TASK GOAL: Search the material for the word "region" and copy every line in which it occurs.

SUPPLIED DATA:

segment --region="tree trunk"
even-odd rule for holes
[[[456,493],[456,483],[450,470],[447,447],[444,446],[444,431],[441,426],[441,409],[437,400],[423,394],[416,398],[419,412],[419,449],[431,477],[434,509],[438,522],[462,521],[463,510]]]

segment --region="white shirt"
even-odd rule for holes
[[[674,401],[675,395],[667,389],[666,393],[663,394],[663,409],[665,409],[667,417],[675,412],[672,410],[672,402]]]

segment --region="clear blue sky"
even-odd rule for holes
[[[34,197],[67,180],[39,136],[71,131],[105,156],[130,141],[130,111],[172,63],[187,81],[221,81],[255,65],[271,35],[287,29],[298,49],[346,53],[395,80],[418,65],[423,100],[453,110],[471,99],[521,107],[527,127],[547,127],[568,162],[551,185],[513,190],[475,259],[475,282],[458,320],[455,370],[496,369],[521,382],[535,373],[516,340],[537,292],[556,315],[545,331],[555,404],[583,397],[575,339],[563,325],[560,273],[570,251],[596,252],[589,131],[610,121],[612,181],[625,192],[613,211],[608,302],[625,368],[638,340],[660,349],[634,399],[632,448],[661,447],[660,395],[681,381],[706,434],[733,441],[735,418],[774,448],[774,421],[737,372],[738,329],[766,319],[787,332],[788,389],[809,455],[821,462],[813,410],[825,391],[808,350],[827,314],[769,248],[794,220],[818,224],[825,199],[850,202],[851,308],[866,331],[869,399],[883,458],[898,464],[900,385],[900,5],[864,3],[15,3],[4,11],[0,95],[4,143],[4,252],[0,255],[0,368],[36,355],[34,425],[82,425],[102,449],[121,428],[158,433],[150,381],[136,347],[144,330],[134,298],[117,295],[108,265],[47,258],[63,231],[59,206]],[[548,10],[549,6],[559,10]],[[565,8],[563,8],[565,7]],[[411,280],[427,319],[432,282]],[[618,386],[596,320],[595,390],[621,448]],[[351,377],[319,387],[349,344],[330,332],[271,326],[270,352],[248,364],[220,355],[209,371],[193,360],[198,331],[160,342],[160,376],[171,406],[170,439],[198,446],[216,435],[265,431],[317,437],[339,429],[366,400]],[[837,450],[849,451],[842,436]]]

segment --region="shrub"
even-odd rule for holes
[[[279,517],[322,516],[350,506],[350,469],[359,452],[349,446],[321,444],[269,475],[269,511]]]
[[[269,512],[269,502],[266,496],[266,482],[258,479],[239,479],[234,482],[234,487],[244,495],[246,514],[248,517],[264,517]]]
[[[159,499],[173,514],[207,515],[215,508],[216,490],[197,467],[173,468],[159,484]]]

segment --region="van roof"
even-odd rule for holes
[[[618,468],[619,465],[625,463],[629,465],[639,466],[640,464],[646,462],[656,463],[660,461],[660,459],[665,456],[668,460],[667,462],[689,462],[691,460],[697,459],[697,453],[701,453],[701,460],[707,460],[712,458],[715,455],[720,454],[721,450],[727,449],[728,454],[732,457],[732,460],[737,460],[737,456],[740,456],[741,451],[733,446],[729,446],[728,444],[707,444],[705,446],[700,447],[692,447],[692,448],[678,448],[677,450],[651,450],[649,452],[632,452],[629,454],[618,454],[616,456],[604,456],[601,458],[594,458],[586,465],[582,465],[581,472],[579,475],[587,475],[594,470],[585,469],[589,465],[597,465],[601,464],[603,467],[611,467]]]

RESULT FOR THIS EXERCISE:
segment --region="tree trunk"
segment --region="white shirt"
segment --region="clear blue sky"
segment --region="shrub"
segment --region="van roof"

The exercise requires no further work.